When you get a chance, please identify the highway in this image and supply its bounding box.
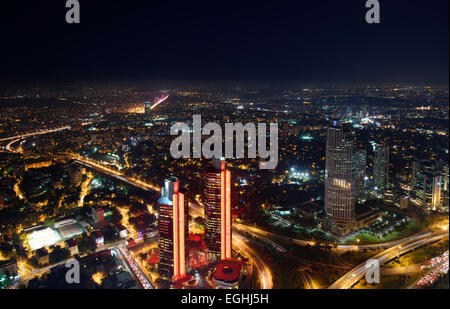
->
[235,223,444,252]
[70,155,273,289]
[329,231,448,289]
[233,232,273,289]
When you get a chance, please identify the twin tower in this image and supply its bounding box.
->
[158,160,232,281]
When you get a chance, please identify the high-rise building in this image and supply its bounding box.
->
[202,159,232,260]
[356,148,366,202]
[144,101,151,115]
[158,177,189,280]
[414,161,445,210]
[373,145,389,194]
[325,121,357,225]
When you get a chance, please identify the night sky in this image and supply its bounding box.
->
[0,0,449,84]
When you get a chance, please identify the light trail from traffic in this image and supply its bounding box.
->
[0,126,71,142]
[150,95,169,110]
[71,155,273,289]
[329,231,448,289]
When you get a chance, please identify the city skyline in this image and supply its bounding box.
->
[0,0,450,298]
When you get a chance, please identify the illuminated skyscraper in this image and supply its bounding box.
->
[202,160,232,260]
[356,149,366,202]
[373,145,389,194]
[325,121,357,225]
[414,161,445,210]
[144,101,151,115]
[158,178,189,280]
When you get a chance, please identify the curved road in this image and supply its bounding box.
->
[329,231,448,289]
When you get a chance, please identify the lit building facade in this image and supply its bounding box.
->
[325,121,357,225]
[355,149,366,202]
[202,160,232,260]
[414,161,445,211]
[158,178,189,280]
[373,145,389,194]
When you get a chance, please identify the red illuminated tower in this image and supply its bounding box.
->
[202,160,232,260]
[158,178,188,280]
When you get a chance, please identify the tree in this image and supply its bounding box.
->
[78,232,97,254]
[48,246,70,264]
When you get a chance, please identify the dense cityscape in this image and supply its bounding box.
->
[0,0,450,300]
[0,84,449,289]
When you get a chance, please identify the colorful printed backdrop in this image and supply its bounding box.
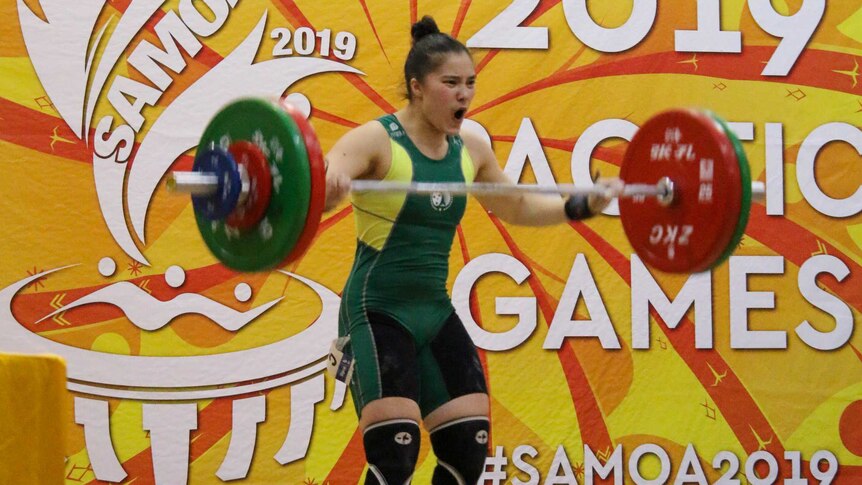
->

........

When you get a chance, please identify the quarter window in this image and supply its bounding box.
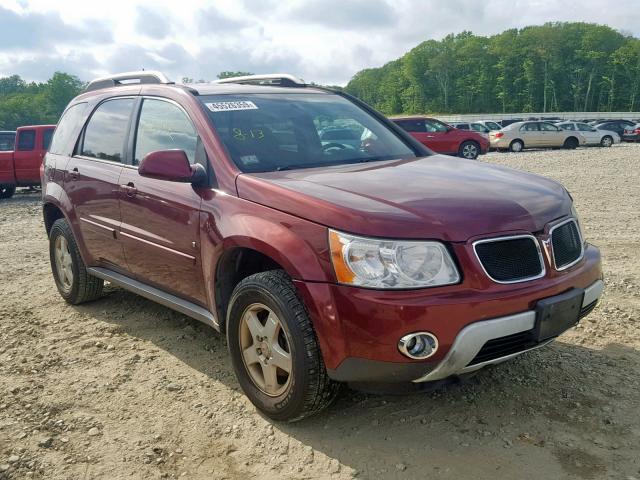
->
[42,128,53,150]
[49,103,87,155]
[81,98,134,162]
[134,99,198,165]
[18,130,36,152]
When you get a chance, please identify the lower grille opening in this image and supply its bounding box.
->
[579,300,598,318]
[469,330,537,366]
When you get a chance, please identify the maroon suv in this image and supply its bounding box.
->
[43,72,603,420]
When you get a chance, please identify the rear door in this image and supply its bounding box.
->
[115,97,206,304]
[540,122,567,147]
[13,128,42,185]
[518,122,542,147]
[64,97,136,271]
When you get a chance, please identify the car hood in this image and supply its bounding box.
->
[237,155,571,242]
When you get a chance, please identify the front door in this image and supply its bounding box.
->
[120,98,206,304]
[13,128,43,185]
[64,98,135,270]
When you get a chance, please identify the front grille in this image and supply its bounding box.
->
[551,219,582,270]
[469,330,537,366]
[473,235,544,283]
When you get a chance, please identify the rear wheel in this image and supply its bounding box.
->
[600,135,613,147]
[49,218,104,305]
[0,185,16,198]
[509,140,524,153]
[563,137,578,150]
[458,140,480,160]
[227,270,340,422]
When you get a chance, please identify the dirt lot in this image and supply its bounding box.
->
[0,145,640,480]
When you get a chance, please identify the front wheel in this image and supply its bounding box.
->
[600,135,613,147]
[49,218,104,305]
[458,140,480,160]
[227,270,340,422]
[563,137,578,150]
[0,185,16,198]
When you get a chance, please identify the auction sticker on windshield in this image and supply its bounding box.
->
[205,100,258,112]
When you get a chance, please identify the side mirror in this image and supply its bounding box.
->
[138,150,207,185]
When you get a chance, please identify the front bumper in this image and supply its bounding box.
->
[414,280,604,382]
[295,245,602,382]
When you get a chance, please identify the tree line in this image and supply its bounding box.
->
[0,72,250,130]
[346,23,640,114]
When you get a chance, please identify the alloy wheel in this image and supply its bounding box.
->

........

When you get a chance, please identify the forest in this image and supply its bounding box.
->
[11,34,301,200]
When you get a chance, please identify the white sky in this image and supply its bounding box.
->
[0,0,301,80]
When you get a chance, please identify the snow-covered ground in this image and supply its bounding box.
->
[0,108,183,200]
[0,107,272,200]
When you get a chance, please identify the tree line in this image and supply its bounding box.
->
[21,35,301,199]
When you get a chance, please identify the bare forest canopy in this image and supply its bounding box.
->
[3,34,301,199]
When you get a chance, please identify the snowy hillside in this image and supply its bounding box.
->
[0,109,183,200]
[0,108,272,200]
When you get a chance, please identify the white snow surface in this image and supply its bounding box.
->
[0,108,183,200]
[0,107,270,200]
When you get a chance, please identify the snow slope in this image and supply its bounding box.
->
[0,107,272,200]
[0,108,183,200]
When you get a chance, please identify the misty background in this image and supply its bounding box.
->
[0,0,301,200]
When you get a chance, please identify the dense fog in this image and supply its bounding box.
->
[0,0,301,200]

........

■ Exercise instructions ■
Please return each line of the records above that contains the word "front".

■ Written answer ■
When you get a chance, please identify the front door in this image and supply its bounding box.
When you get a chance, please identify the front grille in this image and supply its bounding box.
When you get a chance, please identify the front wheel in this image and supply its bounding box.
When you get a chance, please identify the front bumper in this image and supply its bounding box.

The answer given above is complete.